Short problem: Each entry below must be repeated word for word.
— start Recorded data —
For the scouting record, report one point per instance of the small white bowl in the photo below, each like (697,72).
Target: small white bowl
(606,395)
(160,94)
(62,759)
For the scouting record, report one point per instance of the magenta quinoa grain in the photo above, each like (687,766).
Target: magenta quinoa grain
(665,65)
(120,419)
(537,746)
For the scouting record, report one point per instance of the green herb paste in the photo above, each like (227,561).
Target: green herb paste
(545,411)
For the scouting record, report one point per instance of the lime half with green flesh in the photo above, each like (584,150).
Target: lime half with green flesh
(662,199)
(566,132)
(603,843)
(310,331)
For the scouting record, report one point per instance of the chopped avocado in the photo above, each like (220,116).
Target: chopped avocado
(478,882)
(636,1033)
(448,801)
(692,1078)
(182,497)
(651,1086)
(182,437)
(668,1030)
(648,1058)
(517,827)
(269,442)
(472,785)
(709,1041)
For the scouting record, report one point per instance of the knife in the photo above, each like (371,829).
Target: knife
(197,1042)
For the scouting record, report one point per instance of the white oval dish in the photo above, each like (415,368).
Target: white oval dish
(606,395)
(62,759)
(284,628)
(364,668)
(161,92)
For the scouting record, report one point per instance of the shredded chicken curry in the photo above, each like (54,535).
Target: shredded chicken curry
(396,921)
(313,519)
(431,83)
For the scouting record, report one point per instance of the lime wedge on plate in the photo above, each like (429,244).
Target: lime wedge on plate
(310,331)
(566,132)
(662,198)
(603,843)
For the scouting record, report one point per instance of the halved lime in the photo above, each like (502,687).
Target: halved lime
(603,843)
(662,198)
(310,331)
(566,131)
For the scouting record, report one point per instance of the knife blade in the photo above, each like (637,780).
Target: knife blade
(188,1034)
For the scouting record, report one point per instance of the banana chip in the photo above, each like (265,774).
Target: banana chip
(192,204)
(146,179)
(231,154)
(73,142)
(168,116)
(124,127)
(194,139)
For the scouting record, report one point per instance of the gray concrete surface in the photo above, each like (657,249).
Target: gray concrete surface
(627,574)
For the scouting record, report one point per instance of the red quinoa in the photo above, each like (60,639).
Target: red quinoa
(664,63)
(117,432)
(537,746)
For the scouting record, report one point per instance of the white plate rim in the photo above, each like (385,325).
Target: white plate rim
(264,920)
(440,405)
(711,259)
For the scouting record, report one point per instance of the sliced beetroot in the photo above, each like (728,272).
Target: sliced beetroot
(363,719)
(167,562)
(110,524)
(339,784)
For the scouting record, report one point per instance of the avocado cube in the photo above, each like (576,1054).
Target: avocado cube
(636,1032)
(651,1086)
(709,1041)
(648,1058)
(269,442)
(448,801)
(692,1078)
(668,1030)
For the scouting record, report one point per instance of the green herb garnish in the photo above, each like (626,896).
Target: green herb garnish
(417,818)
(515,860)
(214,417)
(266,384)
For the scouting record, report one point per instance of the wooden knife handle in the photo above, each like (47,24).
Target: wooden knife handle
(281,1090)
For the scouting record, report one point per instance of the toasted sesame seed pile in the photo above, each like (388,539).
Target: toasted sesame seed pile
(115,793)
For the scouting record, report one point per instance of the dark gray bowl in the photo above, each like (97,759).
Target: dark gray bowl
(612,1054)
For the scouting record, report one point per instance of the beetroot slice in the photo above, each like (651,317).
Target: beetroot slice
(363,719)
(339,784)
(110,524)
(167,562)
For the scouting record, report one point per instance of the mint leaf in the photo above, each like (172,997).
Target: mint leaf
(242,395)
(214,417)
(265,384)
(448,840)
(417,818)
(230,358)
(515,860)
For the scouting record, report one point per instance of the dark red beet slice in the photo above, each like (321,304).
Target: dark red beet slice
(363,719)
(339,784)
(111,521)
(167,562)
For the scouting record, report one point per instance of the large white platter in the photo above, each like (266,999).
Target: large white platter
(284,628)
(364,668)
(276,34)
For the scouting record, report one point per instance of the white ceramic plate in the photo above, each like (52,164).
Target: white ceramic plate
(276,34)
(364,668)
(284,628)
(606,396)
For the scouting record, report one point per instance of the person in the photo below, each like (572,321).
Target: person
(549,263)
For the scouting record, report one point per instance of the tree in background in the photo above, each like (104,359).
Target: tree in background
— end Recorded data —
Finished exercise:
For the scouting record, report one point per instance of the small white bowl in the photo below, each like (697,72).
Target: small white bowl
(606,395)
(160,94)
(62,759)
For the scouting record, report one point per instance of the magenta quinoa grain in the photo above, each like (687,766).
Target: magenta quinoa grain
(665,65)
(120,419)
(537,746)
For the scouting record, report one point per instance of the green herb paste in the photo above, each like (227,561).
Target: green herb paste
(545,411)
For the scouting record, report one point per instance of the lime half with green flesh in the photo above, each like (584,150).
Target: lime half with green flesh
(662,199)
(566,132)
(603,843)
(310,331)
For the scouting record, report one point per instance of the chopped avocado in the photo above, each like (220,116).
Target: chopped avocado
(478,882)
(636,1033)
(448,801)
(692,1078)
(182,497)
(651,1086)
(182,437)
(668,1030)
(648,1058)
(517,827)
(269,442)
(472,785)
(709,1041)
For the scouting record, report one point per instance of the knife in the photo above, each like (371,829).
Target: knife
(197,1042)
For the scouting record, report one point per instance of the white oval dish in the photo above, each like (415,368).
Target: white oval dish
(606,395)
(62,759)
(284,628)
(364,668)
(161,92)
For the scouting record, report one point per instance of the shredded chicken curry in the photo above, each like (54,535).
Target: shredded chicken curry
(396,921)
(313,519)
(431,83)
For the scouting record, report one point per instance of the lime wedge on plate in the photo above, each like (429,244).
Target: lime wedge on plate
(310,331)
(566,132)
(662,198)
(603,843)
For the scouting record, report one point per instance of the halved lime in the photo above, each like (502,687).
Target: halved lime
(603,843)
(662,198)
(310,331)
(566,131)
For the scouting record, report one point per instance of the knife blade in the photo above, each like (637,780).
Target: knife blade
(188,1034)
For the scouting record, report one point per instance of the banana chip in the photo above, each like (265,774).
Target: banana chip
(192,204)
(146,179)
(231,154)
(73,142)
(168,116)
(124,127)
(194,139)
For the scouting record, report one point per instance of the gray concrete surface in the photo above, each like (657,249).
Target: gray concrete surface
(627,574)
For the scouting record, report one point per instance of the red quinoa in the photo above, each like (60,639).
Target: red quinoa
(664,63)
(117,432)
(537,746)
For the scouting record, report one point per instance of the white plate rim in the photo above, each like (385,325).
Target: white plate rim
(264,920)
(440,405)
(711,259)
For the scouting record, report one point per instance of the sliced beetroot in the photo above, each like (728,272).
Target: sliced beetroot
(363,719)
(167,562)
(110,524)
(339,784)
For the scouting record, report one point per instance of the avocado cube in the photo above, each like (576,1054).
Target: avocado cube
(636,1032)
(651,1086)
(709,1041)
(648,1058)
(269,442)
(448,801)
(692,1078)
(668,1030)
For the scouting record, report one point per instance of the green herb garnish in the photo above, each like (626,896).
Target: green herb garnish
(417,818)
(515,860)
(214,417)
(266,384)
For the scouting record, report one point per instance of the wooden knife handle in the photo above, each like (47,24).
Target: wooden knife handle
(281,1090)
For the scouting record, report one point per instance of the toasted sesame seed pile in the photo above, each like (388,539).
Target: toasted sesame seed pile
(115,793)
For the scouting record, report one point per instance of the dark gray bowl in the photo above, each like (97,759).
Target: dark gray bowl
(612,1054)
For the scouting record, report one point per instance of the beetroot slice in the photo above, each like (651,317).
Target: beetroot slice
(363,719)
(339,784)
(110,524)
(167,562)
For the scouting record, report one point per instance of the mint leaf in the photo above, each like (172,997).
Target: mint leaf
(242,395)
(214,417)
(265,384)
(448,840)
(417,818)
(230,358)
(515,860)
For the scouting record, report one point per instance of the dark red beet slice in the photo above, each like (321,304).
Target: dark red beet slice
(363,719)
(339,784)
(111,521)
(167,562)
For the scouting record, report one point per instance of the large white platter in the photo above, each like (266,999).
Target: large white platter
(284,628)
(364,668)
(276,34)
For the scouting record, report one point per instance of the white ceramic plate in the photo above, each like (52,164).
Target: white ceramic plate
(276,34)
(364,668)
(284,628)
(606,396)
For the scouting record, report one point per instance of the person in the photo below, each like (572,321).
Target: person
(549,263)
For the scouting record, report one point per instance of the tree in background in the photo above, each like (104,359).
Target: tree in background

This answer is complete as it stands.